Assigned task – Can you copy the HIPAA access article word for word from "Providing individuals access" up to and including "decisions about individuals."?

Understanding the HIPAA individual right of access to health information

Aug. 29, 2017
Sue Bowman, MJ, RHIA, CCS FAHIMA Senior Director, Coding Policy and Compliance, AHIMA

Providing individuals access to their health information empowers them to be more in control of decisions regarding their health and increases their engagement in their own healthcare. The HIPAA Privacy Rule provides individuals or their personal representatives with a legal right of access to their protected health information maintained by HIPAA-covered entities that is used, in whole or in part, to make decisions about individuals.

The right of access established by the Privacy Rule includes the right to inspect or obtain a copy, or both, of one’s health information or to direct the HIPAA-covered entity to transmit a copy to a designated person or entity of the individual’s choice, such as a family member or mobile app. An individual’s request to direct his health information to another person must be in writing, signed by the individual, and clearly identify the designated person and where to send the information.

The Privacy Rule requires a covered entity to take reasonable steps to verify the identity of an individual making a request for access but does not mandate a particular form of verification. Unreasonable measures may not be imposed that would serve as barriers to or unreasonably delay the individual’s access to his health information. For example, requiring an individual who wants a copy of his medical record to come to the provider’s location to request access and provide proof of identity in person would be considered an unreasonable requirement.

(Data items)
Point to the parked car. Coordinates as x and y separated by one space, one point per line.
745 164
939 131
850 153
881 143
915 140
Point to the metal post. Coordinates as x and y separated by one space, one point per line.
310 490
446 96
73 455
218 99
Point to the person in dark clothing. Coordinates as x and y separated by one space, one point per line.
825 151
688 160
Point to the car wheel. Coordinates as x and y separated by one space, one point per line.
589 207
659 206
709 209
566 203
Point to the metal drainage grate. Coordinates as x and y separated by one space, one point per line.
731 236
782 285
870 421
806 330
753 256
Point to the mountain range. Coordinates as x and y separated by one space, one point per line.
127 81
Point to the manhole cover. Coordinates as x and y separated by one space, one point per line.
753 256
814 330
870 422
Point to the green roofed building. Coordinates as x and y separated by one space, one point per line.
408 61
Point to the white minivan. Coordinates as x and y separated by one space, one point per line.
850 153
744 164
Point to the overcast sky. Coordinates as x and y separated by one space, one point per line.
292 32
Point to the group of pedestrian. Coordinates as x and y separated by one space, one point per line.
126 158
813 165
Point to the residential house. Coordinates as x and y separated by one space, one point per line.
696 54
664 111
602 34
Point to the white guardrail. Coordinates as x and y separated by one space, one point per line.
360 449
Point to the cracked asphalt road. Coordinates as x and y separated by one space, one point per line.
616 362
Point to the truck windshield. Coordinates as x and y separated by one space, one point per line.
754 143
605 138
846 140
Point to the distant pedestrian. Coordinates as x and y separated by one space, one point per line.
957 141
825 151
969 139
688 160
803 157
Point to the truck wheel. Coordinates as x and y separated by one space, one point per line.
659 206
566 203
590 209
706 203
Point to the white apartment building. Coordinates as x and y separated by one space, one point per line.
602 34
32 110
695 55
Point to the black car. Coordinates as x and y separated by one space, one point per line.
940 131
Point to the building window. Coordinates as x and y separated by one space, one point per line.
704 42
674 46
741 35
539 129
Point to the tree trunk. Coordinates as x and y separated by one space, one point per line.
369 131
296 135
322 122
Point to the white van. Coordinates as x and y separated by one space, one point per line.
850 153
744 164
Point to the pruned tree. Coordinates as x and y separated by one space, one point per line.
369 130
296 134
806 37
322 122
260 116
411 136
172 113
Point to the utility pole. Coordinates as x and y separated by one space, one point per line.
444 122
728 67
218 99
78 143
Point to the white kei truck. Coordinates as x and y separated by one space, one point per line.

Response to this exercise –
Providing individuals access to their health information empowers them to be more in control of decisions regarding their health and increases their engagement in their own healthcare. The HIPAA Privacy Rule provides individuals or their personal representatives with a legal right of access to their protected health information maintained by HIPAA-covered entities that is used, in whole or in part, to make decisions about individuals.